## COMPITO ASSEGNATO:
Riscrivi il materiale a partire dalla riga che contiene "fuselage shown in this photo, matching this sample?" e fino alla fine, entrambi gli estremi inclusi e richieste comprese. In quelle righe aggiungi 117 a ogni numero delle coordinate date come risposta.

* * * *

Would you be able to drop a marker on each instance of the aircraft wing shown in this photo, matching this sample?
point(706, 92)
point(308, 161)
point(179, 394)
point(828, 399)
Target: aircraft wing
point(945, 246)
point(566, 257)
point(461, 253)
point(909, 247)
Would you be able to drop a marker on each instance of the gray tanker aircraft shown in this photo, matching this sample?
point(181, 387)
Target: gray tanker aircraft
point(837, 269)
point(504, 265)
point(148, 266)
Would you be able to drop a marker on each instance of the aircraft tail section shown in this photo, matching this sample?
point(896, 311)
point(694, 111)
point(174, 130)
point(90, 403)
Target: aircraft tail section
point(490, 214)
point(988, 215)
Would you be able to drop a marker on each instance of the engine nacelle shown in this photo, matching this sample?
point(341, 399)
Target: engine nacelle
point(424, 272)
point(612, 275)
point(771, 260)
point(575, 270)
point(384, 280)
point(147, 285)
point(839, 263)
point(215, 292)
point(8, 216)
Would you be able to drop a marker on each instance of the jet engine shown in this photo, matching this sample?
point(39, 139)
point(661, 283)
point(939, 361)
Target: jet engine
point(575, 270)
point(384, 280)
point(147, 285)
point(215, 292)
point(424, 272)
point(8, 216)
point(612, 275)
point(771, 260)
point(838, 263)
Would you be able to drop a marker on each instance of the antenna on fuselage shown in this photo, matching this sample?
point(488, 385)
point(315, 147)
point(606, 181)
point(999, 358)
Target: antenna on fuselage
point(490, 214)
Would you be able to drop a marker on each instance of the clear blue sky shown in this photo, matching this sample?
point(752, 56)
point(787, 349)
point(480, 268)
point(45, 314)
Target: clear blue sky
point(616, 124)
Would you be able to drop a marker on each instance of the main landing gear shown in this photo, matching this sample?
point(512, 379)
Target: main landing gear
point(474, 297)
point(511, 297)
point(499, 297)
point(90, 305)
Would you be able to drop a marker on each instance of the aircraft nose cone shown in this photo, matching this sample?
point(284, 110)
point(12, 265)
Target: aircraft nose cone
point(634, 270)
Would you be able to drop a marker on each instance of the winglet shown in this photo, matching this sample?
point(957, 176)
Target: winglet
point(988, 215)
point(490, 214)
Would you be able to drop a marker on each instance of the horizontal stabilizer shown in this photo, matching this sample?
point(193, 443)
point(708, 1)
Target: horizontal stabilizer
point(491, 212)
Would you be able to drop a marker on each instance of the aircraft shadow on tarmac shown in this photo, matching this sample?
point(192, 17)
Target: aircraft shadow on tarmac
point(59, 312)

* * * *

## SOLUZIONE DEL PROBLEMA:
Would you be able to drop a marker on each instance of the antenna on fuselage shown in this photo, matching this sample?
point(488, 385)
point(315, 147)
point(606, 181)
point(999, 358)
Target: antenna on fuselage
point(607, 331)
Would you be able to drop a marker on each instance of the clear blue sky shown in this photo, matching this sample?
point(752, 56)
point(787, 349)
point(480, 268)
point(45, 314)
Target: clear blue sky
point(733, 241)
Would you be able to drop a marker on each instance of the main landing gear shown in this photo, matching this sample?
point(512, 379)
Target: main landing gear
point(591, 414)
point(628, 414)
point(616, 414)
point(207, 422)
Would you be able to drop a marker on each instance of the aircraft nose cone shown in this photo, matching this sample?
point(284, 110)
point(12, 265)
Target: aircraft nose cone
point(751, 387)
Would you be able to drop a marker on each instance of the winglet shown in this photo, matching this sample?
point(957, 176)
Target: winglet
point(1105, 332)
point(607, 331)
Would you be able to drop a marker on each instance of the horizontal stabilizer shown in this photo, matching this sample?
point(193, 443)
point(708, 1)
Target: horizontal stabilizer
point(608, 329)
Would you be able to drop a marker on each instance of the aircraft shadow on tarmac shown in this photo, matching this sample?
point(192, 17)
Target: aircraft shadow on tarmac
point(176, 429)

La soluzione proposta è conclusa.